» **Picture region annotation data**
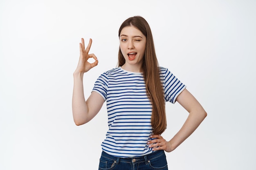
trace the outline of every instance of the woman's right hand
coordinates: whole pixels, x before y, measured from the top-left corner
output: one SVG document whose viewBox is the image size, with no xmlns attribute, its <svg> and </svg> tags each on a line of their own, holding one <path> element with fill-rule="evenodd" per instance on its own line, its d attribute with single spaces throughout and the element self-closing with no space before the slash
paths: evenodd
<svg viewBox="0 0 256 170">
<path fill-rule="evenodd" d="M 98 65 L 98 59 L 94 55 L 94 54 L 89 54 L 89 51 L 92 45 L 92 41 L 90 38 L 89 44 L 85 49 L 84 44 L 84 40 L 83 38 L 81 38 L 81 42 L 79 43 L 80 48 L 80 56 L 79 59 L 79 62 L 77 67 L 75 71 L 75 72 L 78 72 L 80 73 L 84 73 L 89 71 L 91 68 L 95 67 Z M 95 60 L 95 61 L 92 63 L 90 63 L 88 62 L 88 59 L 89 58 L 93 58 Z"/>
</svg>

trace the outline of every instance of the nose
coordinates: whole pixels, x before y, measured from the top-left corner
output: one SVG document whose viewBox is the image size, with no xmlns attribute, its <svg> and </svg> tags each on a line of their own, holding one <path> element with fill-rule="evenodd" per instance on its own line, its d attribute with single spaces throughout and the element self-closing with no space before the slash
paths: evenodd
<svg viewBox="0 0 256 170">
<path fill-rule="evenodd" d="M 133 42 L 132 41 L 129 41 L 128 43 L 128 49 L 133 49 L 134 48 Z"/>
</svg>

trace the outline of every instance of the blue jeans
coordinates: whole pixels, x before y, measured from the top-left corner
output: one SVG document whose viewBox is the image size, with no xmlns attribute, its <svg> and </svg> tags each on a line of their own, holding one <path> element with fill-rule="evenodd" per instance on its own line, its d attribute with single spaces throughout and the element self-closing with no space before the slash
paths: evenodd
<svg viewBox="0 0 256 170">
<path fill-rule="evenodd" d="M 163 150 L 134 158 L 114 157 L 102 151 L 99 170 L 168 170 L 167 162 Z"/>
</svg>

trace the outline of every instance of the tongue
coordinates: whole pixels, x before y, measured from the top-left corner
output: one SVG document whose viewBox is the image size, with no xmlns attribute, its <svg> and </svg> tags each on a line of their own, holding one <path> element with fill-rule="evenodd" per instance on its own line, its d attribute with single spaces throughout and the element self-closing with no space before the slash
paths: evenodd
<svg viewBox="0 0 256 170">
<path fill-rule="evenodd" d="M 136 53 L 130 54 L 128 55 L 129 57 L 128 57 L 128 58 L 129 58 L 129 60 L 132 60 L 135 58 L 135 56 L 136 55 Z"/>
</svg>

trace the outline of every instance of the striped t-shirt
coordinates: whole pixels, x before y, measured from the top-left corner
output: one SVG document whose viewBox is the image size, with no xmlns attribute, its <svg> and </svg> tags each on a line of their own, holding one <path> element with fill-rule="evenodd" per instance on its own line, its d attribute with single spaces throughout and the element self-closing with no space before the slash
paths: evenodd
<svg viewBox="0 0 256 170">
<path fill-rule="evenodd" d="M 175 102 L 186 88 L 168 69 L 159 67 L 166 102 Z M 106 100 L 109 129 L 102 150 L 115 157 L 136 157 L 152 153 L 147 142 L 152 140 L 152 106 L 146 93 L 143 75 L 121 67 L 101 74 L 93 91 Z"/>
</svg>

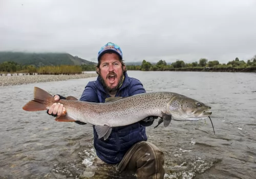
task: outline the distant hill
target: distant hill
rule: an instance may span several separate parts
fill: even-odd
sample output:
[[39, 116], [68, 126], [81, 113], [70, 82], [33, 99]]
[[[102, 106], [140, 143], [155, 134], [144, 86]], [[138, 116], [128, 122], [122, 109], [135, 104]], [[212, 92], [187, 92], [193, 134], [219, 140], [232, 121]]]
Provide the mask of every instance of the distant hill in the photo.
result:
[[96, 64], [68, 53], [0, 52], [0, 63], [11, 61], [22, 65], [32, 64], [36, 66]]
[[141, 65], [142, 64], [142, 62], [126, 62], [124, 61], [124, 63], [125, 63], [126, 65]]

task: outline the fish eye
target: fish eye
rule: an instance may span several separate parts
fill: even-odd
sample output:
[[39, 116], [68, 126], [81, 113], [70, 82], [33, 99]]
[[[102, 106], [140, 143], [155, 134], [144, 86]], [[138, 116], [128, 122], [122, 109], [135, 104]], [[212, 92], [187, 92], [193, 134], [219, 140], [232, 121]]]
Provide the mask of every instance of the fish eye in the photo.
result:
[[197, 105], [198, 107], [201, 107], [201, 106], [202, 106], [202, 104], [201, 104], [200, 103], [199, 103], [199, 102], [197, 103]]

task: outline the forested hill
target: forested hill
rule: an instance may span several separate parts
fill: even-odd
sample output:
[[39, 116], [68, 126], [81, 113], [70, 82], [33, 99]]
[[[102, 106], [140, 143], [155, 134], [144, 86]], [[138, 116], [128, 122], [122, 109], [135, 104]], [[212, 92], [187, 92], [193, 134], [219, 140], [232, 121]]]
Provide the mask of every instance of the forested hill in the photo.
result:
[[14, 61], [22, 65], [32, 64], [37, 66], [95, 64], [68, 53], [0, 52], [0, 63], [4, 61]]

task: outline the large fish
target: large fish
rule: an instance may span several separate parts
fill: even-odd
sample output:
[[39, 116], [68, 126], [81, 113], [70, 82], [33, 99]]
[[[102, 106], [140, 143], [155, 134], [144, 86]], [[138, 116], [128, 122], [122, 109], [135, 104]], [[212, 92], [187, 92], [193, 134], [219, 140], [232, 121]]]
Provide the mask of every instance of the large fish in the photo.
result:
[[[63, 104], [66, 113], [56, 117], [56, 121], [80, 121], [94, 125], [98, 138], [104, 137], [104, 140], [109, 137], [112, 127], [131, 124], [149, 116], [161, 118], [158, 125], [163, 122], [166, 127], [172, 119], [199, 120], [207, 118], [212, 113], [209, 110], [210, 106], [171, 92], [152, 92], [129, 97], [110, 97], [105, 99], [105, 103], [81, 101], [70, 96], [58, 102]], [[27, 111], [47, 110], [55, 103], [52, 95], [35, 87], [34, 99], [23, 108]]]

» **EXERCISE INSTRUCTIONS**
Reproduce every line of the records above verbatim, omitting the pictures.

» **ANSWER TO THIS EXERCISE**
trace the outline of every instance of the woman's right hand
coordinates: whole pixels, x before y, measured from the top-left corner
output: one SVG document whose viewBox is the image size, with no xmlns attribute, its <svg> and </svg> tags each on a line of their own, holding one <path> element with fill-rule="evenodd" per instance on its own line, its d attribute with single spaces throughout and the element self-closing with no space before the slash
paths: evenodd
<svg viewBox="0 0 256 170">
<path fill-rule="evenodd" d="M 98 65 L 98 59 L 94 55 L 94 54 L 89 54 L 89 51 L 92 45 L 92 41 L 90 38 L 89 44 L 85 49 L 84 44 L 84 40 L 83 38 L 81 38 L 81 42 L 79 43 L 80 48 L 80 56 L 79 59 L 79 62 L 77 67 L 75 71 L 75 72 L 78 72 L 80 73 L 84 73 L 89 71 L 91 68 L 95 67 Z M 95 60 L 95 61 L 92 63 L 90 63 L 88 62 L 88 59 L 89 58 L 93 58 Z"/>
</svg>

trace the outline of every instance of the nose
coordinates: whole pixels, x before y, measured from the top-left corner
output: one SVG document whose viewBox is the image size, with no xmlns attribute, its <svg> and </svg> tags each on a line of their own, holding one <path> element with fill-rule="evenodd" per instance on its own line, its d attribute with single spaces throughout and the element self-closing with no space before the slash
paths: evenodd
<svg viewBox="0 0 256 170">
<path fill-rule="evenodd" d="M 133 42 L 132 41 L 129 41 L 128 43 L 128 49 L 133 49 L 134 48 Z"/>
</svg>

trace the outline of every instance of the blue jeans
coordinates: whole pixels, x before y, measured from the top-left corner
output: one SVG document whose viewBox is the image size, with no xmlns attribute, its <svg> and </svg> tags each on a line of their own, holding one <path> element with fill-rule="evenodd" per instance on its own line, its d attribute with single spaces throughout and the element self-closing with no space before the slash
paths: evenodd
<svg viewBox="0 0 256 170">
<path fill-rule="evenodd" d="M 163 150 L 134 158 L 114 157 L 102 151 L 99 170 L 168 170 L 167 162 Z"/>
</svg>

trace the outline of every instance of the tongue
coordinates: whole pixels, x before y, measured from the top-left corner
output: one SVG document whose viewBox is the image size, with no xmlns attribute, its <svg> and </svg> tags each on a line of their own, holding one <path> element with fill-rule="evenodd" per instance on its own line, its d attribute with single spaces throughout and the element self-closing with no space before the slash
paths: evenodd
<svg viewBox="0 0 256 170">
<path fill-rule="evenodd" d="M 136 53 L 130 54 L 128 55 L 129 57 L 128 57 L 128 58 L 129 58 L 129 60 L 132 60 L 135 58 L 135 56 L 136 55 Z"/>
</svg>

trace the outline of every instance of the striped t-shirt
coordinates: whole pixels, x before y, measured from the top-left corner
output: one SVG document whose viewBox is the image size, with no xmlns attribute, its <svg> and </svg> tags each on a line of their own, holding one <path> element with fill-rule="evenodd" per instance on its own line, its d attribute with single spaces throughout and the element self-closing with no space before the slash
paths: evenodd
<svg viewBox="0 0 256 170">
<path fill-rule="evenodd" d="M 175 102 L 186 88 L 168 69 L 159 67 L 166 102 Z M 106 100 L 109 129 L 102 150 L 115 157 L 136 157 L 152 153 L 147 142 L 152 140 L 152 106 L 146 93 L 143 75 L 121 67 L 101 74 L 93 91 Z"/>
</svg>

task: outline the distant hill
target: distant hill
rule: an instance may span several separate parts
fill: even-odd
sample output:
[[39, 116], [68, 126], [81, 113], [70, 82], [33, 99]]
[[[102, 106], [140, 143], [155, 134], [144, 86]], [[138, 116], [128, 122], [122, 109], [135, 104]], [[212, 92], [187, 92], [193, 134], [219, 140], [232, 121]]]
Provide the mask of every instance of the distant hill in the photo.
result:
[[96, 64], [68, 53], [0, 52], [0, 63], [11, 61], [22, 65], [32, 64], [36, 66]]
[[141, 65], [142, 64], [142, 62], [126, 62], [124, 61], [124, 63], [125, 63], [126, 65]]

task: outline the fish eye
target: fish eye
rule: an instance may span several separate parts
fill: even-odd
sample output:
[[39, 116], [68, 126], [81, 113], [70, 82], [33, 99]]
[[[102, 106], [140, 143], [155, 134], [144, 86]], [[138, 116], [128, 122], [122, 109], [135, 104]], [[212, 92], [187, 92], [193, 134], [219, 140], [232, 121]]]
Provide the mask of every instance of the fish eye in the photo.
result:
[[197, 105], [198, 107], [201, 107], [201, 106], [202, 106], [202, 104], [201, 104], [200, 103], [199, 103], [199, 102], [197, 103]]

task: outline the forested hill
target: forested hill
rule: an instance may span several separate parts
fill: even-odd
sample output:
[[39, 116], [68, 126], [81, 113], [70, 82], [33, 99]]
[[[102, 106], [140, 143], [155, 134], [144, 86]], [[138, 116], [128, 122], [122, 109], [135, 104]], [[212, 92], [187, 92], [193, 134], [219, 140], [232, 121]]]
Provide the mask of every instance of the forested hill in the photo.
result:
[[14, 61], [22, 65], [32, 64], [37, 66], [95, 64], [68, 53], [0, 52], [0, 63], [4, 61]]

task: outline the large fish
target: large fish
rule: an instance may span several separate parts
fill: even-odd
sample output:
[[39, 116], [68, 126], [81, 113], [70, 82], [33, 99]]
[[[102, 106], [140, 143], [155, 134], [144, 86]], [[138, 116], [128, 122], [122, 109], [135, 104]], [[212, 92], [187, 92], [193, 134], [219, 140], [232, 121]]]
Provide the mask of every instance of the large fish in the photo.
result:
[[[63, 104], [66, 113], [56, 117], [56, 121], [80, 121], [94, 125], [98, 138], [104, 137], [104, 140], [109, 137], [112, 127], [131, 124], [149, 116], [161, 118], [158, 125], [163, 122], [166, 127], [172, 119], [199, 120], [207, 118], [212, 113], [209, 110], [210, 106], [171, 92], [152, 92], [129, 97], [110, 97], [105, 99], [105, 103], [81, 101], [70, 96], [58, 102]], [[27, 111], [47, 110], [55, 103], [52, 95], [35, 87], [34, 99], [23, 108]]]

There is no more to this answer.